## [任务练习]
[a] 根据选段,Rust语言中的资源默认分配在哪里?
[b] 请输出选段中以含有“在栈和堆分配内存性能对比”的词句开头、以“out int bytesTransferred)”结尾的部分,原文照录。

____ 选段

栈的性能比堆的性能更好,而且资源是自动管理(离开所在作用域自动释放),听起来栈是完美的,但栈的空间较小,所以在需要性能和减少GC压力的时候,是可以直接在栈分配资源,进行重复使用的.在Rust语言中,资源(对象)是默认分配在栈上,只有使用Box才会分配在堆上.

[Benchmark]
public void StackTest()
{
    Span<int> arr = stackalloc int[1024];
    for (int i = 0; i < arr.Length; i++)
    {
        arr[i] = 0;
    }
}

[Benchmark]
public void HeapTest()
{
    int[] arr = new int[1024];
    for (int i = 0; i < arr.Length; i++)
    {
        arr[i] = i;
    }
}

在栈和堆分配内存性能对比

测试结果得出:使用栈比堆性能更好,无论是在执行效率和GC这一块,栈是完胜堆的.

在.Net SocketPal.Windows.cs源码中:

public static SocketError Send(SafeSocketHandle handle, IList<ArraySegment<byte>> buffers, SocketFlags socketFlags, out int bytesTransferred)
{
    const int StackThreshold = 16; // arbitrary limit to avoid too much space on stack (note: may be over-sized, that's OK - length passed separately)
    int count = buffers.Count;
    bool useStack = count <= StackThreshold; //栈空间比较小,判断是否小于或等于16,才会使用栈

    WSABuffer[]? leasedWSA = null;
    GCHandle[]? leasedGC = null;
    Span<WSABuffer> WSABuffers = stackalloc WSABuffer[0];
    Span<GCHandle> objectsToPin = stackalloc GCHandle[0];
    if (useStack)                            //使用栈
    {
        WSABuffers = stackalloc WSABuffer[StackThreshold];
        objectsToPin = stackalloc GCHandle[StackThreshold];
    }
    else                                     //数量较大时,使用池化技术
    {
        WSABuffers = leasedWSA = ArrayPool<WSABuffer>.Shared.Rent(count);
        objectsToPin = leasedGC = ArrayPool<GCHandle>.Shared.Rent(count);
    }
    objectsToPin = objectsToPin.Slice(0, count);
    objectsToPin.Clear(); // note: touched in finally
    //省略一些代码
}


3. 使用池化技术

因为在Socket源码看到使用了池化技术,池化是复用资源(如空间/对象,在有GC的语言是减少资源的分配,就是减少GC回收的次数,降低Full GC的几率)来提高执行效率,从而达到性能的提升.
常见的池化技术:
常见的池化技术,如线程池/内存池/连接池等
惯例来个简单的示例:
[Benchmark]
public void PoolTest()
{
    int[] arr = ArrayPool<int>.Shared.Rent(1024);   //借用内存空间
    for (int i = 0; i < arr.Length; i++)
    {
        arr[i] = i;
    }
    ArrayPool<int>.Shared.Return(arr);              //归还内存空间
}

和栈示例的代码进行性能对比:

使用池化技术,对比直接在堆上,性能对比

得出结果: 使用池化后,没有进行GC回收,执行时间比直接分配堆上要快很多,和使用栈性能相差不大,甚至还略好于使用栈.上面只是使用ArrayPool,没有介绍MemoryPool,用法相差不大.

________
____ 数据

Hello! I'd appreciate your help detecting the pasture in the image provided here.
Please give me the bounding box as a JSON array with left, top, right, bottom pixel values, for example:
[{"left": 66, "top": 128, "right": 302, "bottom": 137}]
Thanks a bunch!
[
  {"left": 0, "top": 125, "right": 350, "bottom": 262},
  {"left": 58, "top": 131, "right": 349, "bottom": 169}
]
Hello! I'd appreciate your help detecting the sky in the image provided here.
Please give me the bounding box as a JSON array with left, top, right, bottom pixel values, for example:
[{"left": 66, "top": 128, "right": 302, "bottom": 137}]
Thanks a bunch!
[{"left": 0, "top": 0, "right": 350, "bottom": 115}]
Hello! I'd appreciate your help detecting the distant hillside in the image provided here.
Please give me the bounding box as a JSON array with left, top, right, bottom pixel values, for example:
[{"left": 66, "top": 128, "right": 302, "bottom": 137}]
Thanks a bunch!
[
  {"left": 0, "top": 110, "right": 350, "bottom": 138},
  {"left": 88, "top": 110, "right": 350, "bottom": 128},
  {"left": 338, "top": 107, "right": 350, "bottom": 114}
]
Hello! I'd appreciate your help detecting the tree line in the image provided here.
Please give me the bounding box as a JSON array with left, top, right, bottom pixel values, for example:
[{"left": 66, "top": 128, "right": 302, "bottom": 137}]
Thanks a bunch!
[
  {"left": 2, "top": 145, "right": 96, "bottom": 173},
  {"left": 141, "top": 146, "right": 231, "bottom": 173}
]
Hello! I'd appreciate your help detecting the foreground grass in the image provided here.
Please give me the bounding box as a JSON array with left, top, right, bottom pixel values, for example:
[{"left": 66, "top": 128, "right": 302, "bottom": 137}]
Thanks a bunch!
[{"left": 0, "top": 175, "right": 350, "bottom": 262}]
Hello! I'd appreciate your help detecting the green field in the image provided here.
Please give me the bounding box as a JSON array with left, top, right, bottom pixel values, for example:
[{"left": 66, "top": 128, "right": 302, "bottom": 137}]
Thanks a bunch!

________

## [各题答案]
[a] 默认分配在栈上,只有使用Box才会分配在堆上。

[b]
在栈和堆分配内存性能对比

测试结果得出:使用栈比堆性能更好,无论是在执行效率和GC这一块,栈是完胜堆的.

在.Net SocketPal.Windows.cs源码中:

public static SocketError Send(SafeSocketHandle handle, IList<ArraySegment<byte>> buffers, SocketFlags socketFlags, out int bytesTransferred)